- Records from a data source:
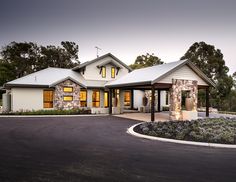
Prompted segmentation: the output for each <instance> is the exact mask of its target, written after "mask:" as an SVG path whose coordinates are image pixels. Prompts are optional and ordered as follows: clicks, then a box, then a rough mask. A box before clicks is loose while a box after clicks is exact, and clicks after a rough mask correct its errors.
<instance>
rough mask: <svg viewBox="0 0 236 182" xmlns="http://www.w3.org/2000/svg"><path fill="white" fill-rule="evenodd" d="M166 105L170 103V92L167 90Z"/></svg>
mask: <svg viewBox="0 0 236 182" xmlns="http://www.w3.org/2000/svg"><path fill="white" fill-rule="evenodd" d="M166 105H169V92H168V91H166Z"/></svg>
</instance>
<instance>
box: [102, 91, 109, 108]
mask: <svg viewBox="0 0 236 182" xmlns="http://www.w3.org/2000/svg"><path fill="white" fill-rule="evenodd" d="M106 94H107V100H105V99H106V97H105V95H106ZM103 104H104V107H105V108H108V107H109V92H108V91H104V103H103Z"/></svg>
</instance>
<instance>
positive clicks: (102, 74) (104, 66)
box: [101, 66, 107, 78]
mask: <svg viewBox="0 0 236 182" xmlns="http://www.w3.org/2000/svg"><path fill="white" fill-rule="evenodd" d="M101 69H102V78H106V72H107V70H106V66H102V68H101Z"/></svg>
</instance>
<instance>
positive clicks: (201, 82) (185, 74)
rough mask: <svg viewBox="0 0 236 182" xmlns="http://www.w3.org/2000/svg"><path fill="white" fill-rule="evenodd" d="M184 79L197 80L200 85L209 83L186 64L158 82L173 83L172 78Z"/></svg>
mask: <svg viewBox="0 0 236 182" xmlns="http://www.w3.org/2000/svg"><path fill="white" fill-rule="evenodd" d="M173 78H174V79H183V80H197V81H198V85H208V84H207V83H206V82H205V81H204V80H203V79H202V78H200V77H199V76H198V75H197V74H196V73H195V72H194V71H193V70H192V69H191V68H189V67H188V66H187V65H184V66H183V67H181V68H180V69H178V70H176V71H175V72H173V73H171V74H170V75H168V76H167V77H165V78H163V79H162V80H160V81H158V83H171V84H172V79H173Z"/></svg>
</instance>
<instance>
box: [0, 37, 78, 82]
mask: <svg viewBox="0 0 236 182" xmlns="http://www.w3.org/2000/svg"><path fill="white" fill-rule="evenodd" d="M78 51H79V46H78V45H77V44H76V43H74V42H69V41H64V42H61V46H54V45H48V46H42V45H37V44H36V43H33V42H11V43H10V44H8V45H6V46H5V47H2V50H1V52H0V55H1V59H0V86H2V85H3V84H4V83H6V82H8V81H11V80H14V79H16V78H19V77H22V76H25V75H27V74H30V73H32V72H35V71H39V70H41V69H44V68H47V67H58V68H72V67H74V66H75V65H77V64H79V60H78Z"/></svg>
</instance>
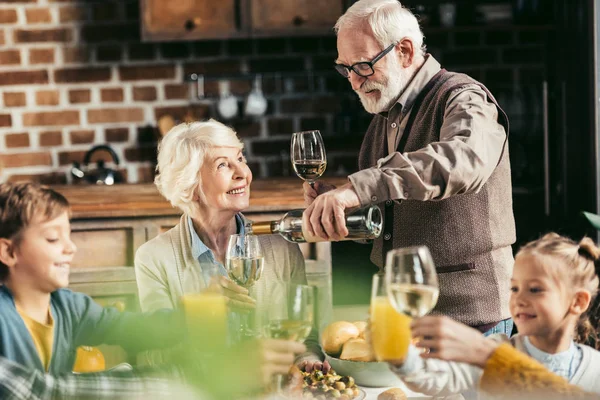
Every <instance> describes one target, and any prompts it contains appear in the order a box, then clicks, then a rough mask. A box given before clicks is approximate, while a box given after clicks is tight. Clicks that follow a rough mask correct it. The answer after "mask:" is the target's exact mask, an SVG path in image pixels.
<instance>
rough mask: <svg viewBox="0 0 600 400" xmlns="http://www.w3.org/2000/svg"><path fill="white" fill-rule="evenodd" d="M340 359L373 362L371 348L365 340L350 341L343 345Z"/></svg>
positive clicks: (359, 339) (345, 343) (373, 356)
mask: <svg viewBox="0 0 600 400" xmlns="http://www.w3.org/2000/svg"><path fill="white" fill-rule="evenodd" d="M340 359H342V360H352V361H373V360H374V359H375V357H374V356H373V351H372V350H371V346H370V345H369V343H367V341H366V340H365V339H350V340H348V341H347V342H346V343H344V347H343V348H342V355H341V356H340Z"/></svg>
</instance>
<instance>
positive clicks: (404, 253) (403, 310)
mask: <svg viewBox="0 0 600 400" xmlns="http://www.w3.org/2000/svg"><path fill="white" fill-rule="evenodd" d="M385 283H386V287H387V294H388V297H389V299H390V302H391V303H392V306H393V307H394V308H395V309H396V311H398V312H400V313H404V314H407V315H410V316H411V317H413V318H414V317H422V316H423V315H425V314H427V313H428V312H429V311H431V310H432V309H433V307H435V305H436V303H437V299H438V296H439V293H440V290H439V286H438V279H437V273H436V270H435V265H434V263H433V258H432V257H431V253H429V249H428V248H427V247H426V246H415V247H406V248H402V249H395V250H391V251H389V252H388V253H387V258H386V262H385Z"/></svg>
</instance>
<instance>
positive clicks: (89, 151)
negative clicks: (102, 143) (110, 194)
mask: <svg viewBox="0 0 600 400" xmlns="http://www.w3.org/2000/svg"><path fill="white" fill-rule="evenodd" d="M100 150H104V151H106V152H108V153H109V154H110V156H111V157H112V160H113V162H114V163H115V165H117V166H118V165H119V156H117V153H115V151H114V150H113V149H112V148H111V147H110V146H108V145H105V144H101V145H98V146H94V147H92V148H91V149H89V150H88V152H87V153H85V155H84V156H83V166H80V165H79V163H78V162H77V161H75V162H74V163H73V167H71V175H73V176H74V177H75V178H79V179H85V180H86V181H87V182H89V183H95V184H98V185H112V184H114V183H121V182H123V176H122V175H121V173H120V172H119V171H116V170H113V169H110V168H106V167H105V165H104V160H98V161H97V162H96V169H92V170H90V169H89V165H88V164H89V162H90V160H91V158H92V154H94V153H95V152H96V151H100Z"/></svg>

- What you have to do:
Each line above is to be repeated exactly as written; no picture is carried over.

- Finished task:
Prompted segmentation: the output for each <instance> is the exact mask of its target, written after "mask:" as an SVG path whose coordinates are image pixels. Prompts are optional and ordered as follows: clicks, then a box, then a rough mask. A box before clicks is loose while a box after clicks is exact, and clicks after a rough mask correct its errors.
<instance>
rough mask: <svg viewBox="0 0 236 182" xmlns="http://www.w3.org/2000/svg"><path fill="white" fill-rule="evenodd" d="M166 105L170 103V92L167 90Z"/></svg>
mask: <svg viewBox="0 0 236 182" xmlns="http://www.w3.org/2000/svg"><path fill="white" fill-rule="evenodd" d="M166 105H169V92H168V91H166Z"/></svg>
</instance>
<instance>
box: [102, 91, 109, 108]
mask: <svg viewBox="0 0 236 182" xmlns="http://www.w3.org/2000/svg"><path fill="white" fill-rule="evenodd" d="M106 94H107V100H105V99H106V97H105V95H106ZM103 104H104V107H105V108H108V107H109V92H108V91H104V103H103Z"/></svg>
</instance>
<instance>
positive clicks: (102, 74) (104, 66)
box: [101, 66, 107, 78]
mask: <svg viewBox="0 0 236 182" xmlns="http://www.w3.org/2000/svg"><path fill="white" fill-rule="evenodd" d="M101 69H102V78H106V72H107V70H106V66H102V68H101Z"/></svg>
</instance>
<instance>
positive clicks: (201, 82) (185, 74)
rough mask: <svg viewBox="0 0 236 182" xmlns="http://www.w3.org/2000/svg"><path fill="white" fill-rule="evenodd" d="M184 79L197 80L200 85L209 83L186 64L158 82L173 83L172 78Z"/></svg>
mask: <svg viewBox="0 0 236 182" xmlns="http://www.w3.org/2000/svg"><path fill="white" fill-rule="evenodd" d="M173 78H174V79H183V80H197V81H198V85H208V84H207V83H206V82H205V81H204V80H203V79H202V78H200V77H199V76H198V75H197V74H196V73H195V72H194V71H193V70H192V69H191V68H189V67H188V66H187V65H184V66H183V67H181V68H180V69H178V70H176V71H175V72H173V73H171V74H170V75H168V76H167V77H165V78H163V79H162V80H160V81H158V83H171V84H172V79H173Z"/></svg>
</instance>
<instance>
box: [0, 37, 78, 82]
mask: <svg viewBox="0 0 236 182" xmlns="http://www.w3.org/2000/svg"><path fill="white" fill-rule="evenodd" d="M78 51H79V46H78V45H77V44H76V43H74V42H69V41H64V42H61V46H54V45H48V46H42V45H37V44H36V43H33V42H11V43H10V44H8V45H6V46H5V47H2V50H1V52H0V55H1V59H0V86H2V85H3V84H4V83H6V82H8V81H11V80H14V79H16V78H19V77H22V76H25V75H27V74H30V73H32V72H35V71H39V70H41V69H44V68H47V67H58V68H72V67H74V66H75V65H77V64H79V60H78Z"/></svg>
</instance>
Every <instance> describes one target, and any prompts it contains appear in the order a box, then clicks, then a rough mask. A box given before clicks is approximate, while a box given after clicks is tight. Clicks that follow a rough mask correct it. The answer after "mask:" is the target's exact mask, an SVG path in image pixels.
<instance>
rough mask: <svg viewBox="0 0 600 400" xmlns="http://www.w3.org/2000/svg"><path fill="white" fill-rule="evenodd" d="M340 359L373 362L371 348L365 340L350 341L343 345Z"/></svg>
positive clicks: (359, 339) (345, 343) (373, 356)
mask: <svg viewBox="0 0 600 400" xmlns="http://www.w3.org/2000/svg"><path fill="white" fill-rule="evenodd" d="M340 359H342V360H352V361H373V360H374V359H375V357H374V356H373V351H372V350H371V346H370V345H369V343H367V341H366V340H365V339H350V340H348V341H347V342H346V343H344V347H343V348H342V355H341V356H340Z"/></svg>
</instance>
<instance>
positive clicks: (404, 253) (403, 310)
mask: <svg viewBox="0 0 600 400" xmlns="http://www.w3.org/2000/svg"><path fill="white" fill-rule="evenodd" d="M385 283H386V287H387V294H388V297H389V299H390V302H391V303H392V306H393V307H394V308H395V309H396V311H398V312H400V313H404V314H407V315H410V316H411V317H413V318H414V317H422V316H423V315H425V314H427V313H428V312H429V311H431V310H432V309H433V307H435V305H436V303H437V299H438V296H439V293H440V290H439V286H438V279H437V273H436V270H435V265H434V263H433V258H432V257H431V253H429V249H428V248H427V247H426V246H415V247H406V248H402V249H395V250H391V251H389V252H388V253H387V258H386V262H385Z"/></svg>
</instance>
<instance>
positive clicks: (89, 151)
negative clicks: (102, 143) (110, 194)
mask: <svg viewBox="0 0 600 400" xmlns="http://www.w3.org/2000/svg"><path fill="white" fill-rule="evenodd" d="M100 150H104V151H106V152H108V153H109V154H110V156H111V157H112V160H113V162H114V163H115V165H117V166H118V165H119V156H117V153H115V151H114V150H113V149H112V148H111V147H110V146H108V145H105V144H101V145H98V146H94V147H92V148H91V149H89V150H88V152H87V153H85V155H84V156H83V166H80V165H79V163H78V162H77V161H75V162H74V163H73V167H71V175H73V176H74V177H75V178H79V179H85V180H86V181H87V182H89V183H95V184H98V185H112V184H114V183H121V182H123V176H122V175H121V173H120V172H119V171H116V170H113V169H110V168H106V167H105V165H104V160H98V161H97V162H96V169H92V170H90V169H89V165H88V164H89V162H90V160H91V158H92V154H94V153H95V152H96V151H100Z"/></svg>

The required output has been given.